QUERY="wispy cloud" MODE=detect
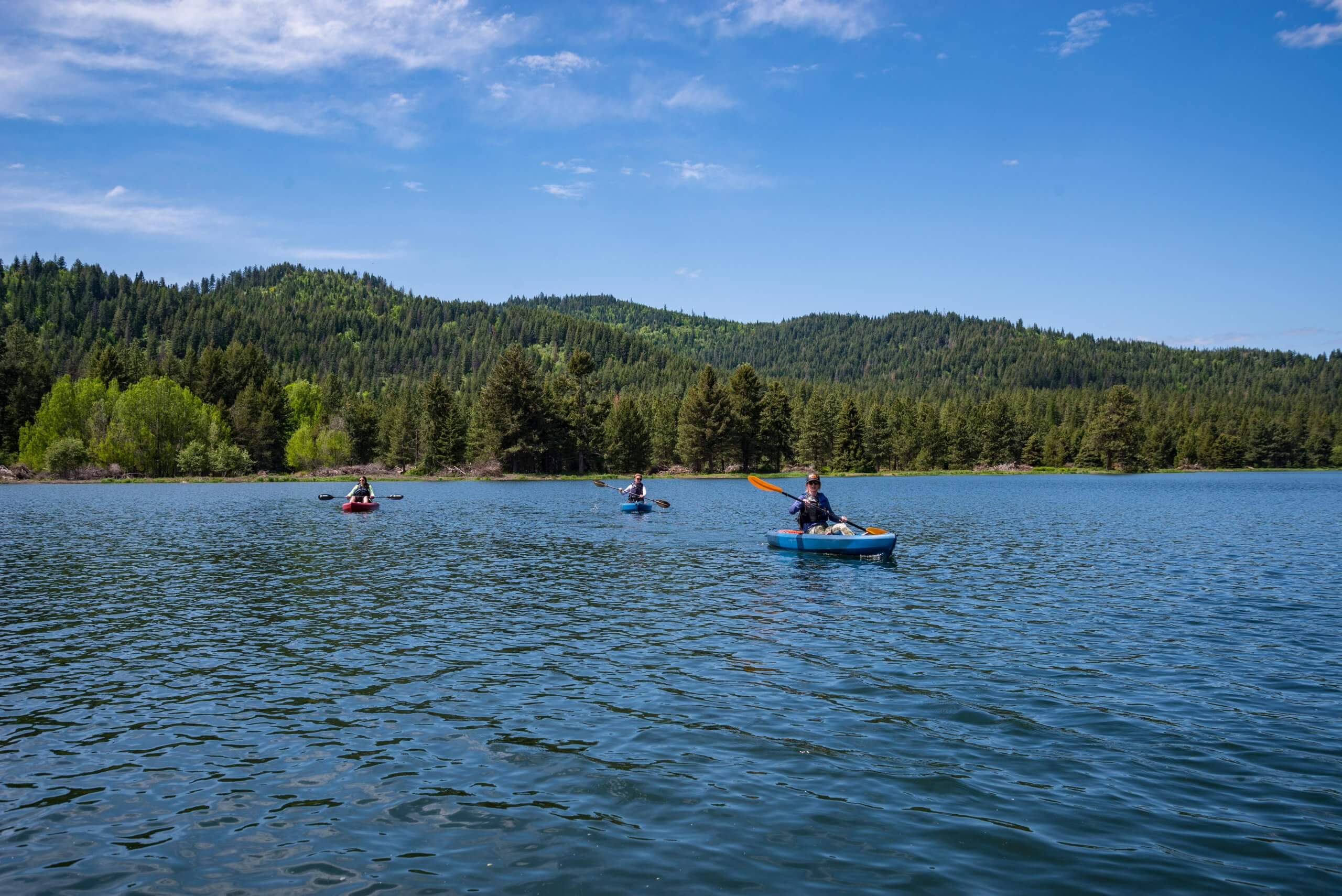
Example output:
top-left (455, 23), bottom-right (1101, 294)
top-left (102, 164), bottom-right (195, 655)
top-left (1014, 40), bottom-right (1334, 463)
top-left (662, 75), bottom-right (737, 111)
top-left (0, 179), bottom-right (233, 238)
top-left (1048, 3), bottom-right (1151, 56)
top-left (691, 0), bottom-right (880, 40)
top-left (662, 161), bottom-right (773, 189)
top-left (28, 0), bottom-right (530, 75)
top-left (541, 158), bottom-right (596, 175)
top-left (1276, 0), bottom-right (1342, 50)
top-left (508, 50), bottom-right (599, 75)
top-left (532, 181), bottom-right (592, 199)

--*--

__What to do__: Format every line of the listing above as a JSON list of strings, one string per line. Skip blank lines and leave out the picture.

__Response to this exercise__:
[
  "QUERY=\"wispy cloud\" MODE=detect",
  "Example output:",
  "top-left (455, 23), bottom-right (1101, 294)",
  "top-left (102, 164), bottom-right (195, 655)",
  "top-left (1014, 40), bottom-right (1334, 463)",
  "top-left (662, 75), bottom-right (737, 111)",
  "top-left (0, 179), bottom-right (233, 238)",
  "top-left (1048, 3), bottom-right (1151, 56)",
  "top-left (691, 0), bottom-right (880, 40)",
  "top-left (662, 161), bottom-right (773, 189)",
  "top-left (28, 0), bottom-right (530, 75)",
  "top-left (541, 158), bottom-right (596, 175)",
  "top-left (1276, 0), bottom-right (1342, 50)",
  "top-left (508, 50), bottom-right (599, 75)",
  "top-left (532, 181), bottom-right (592, 199)"
]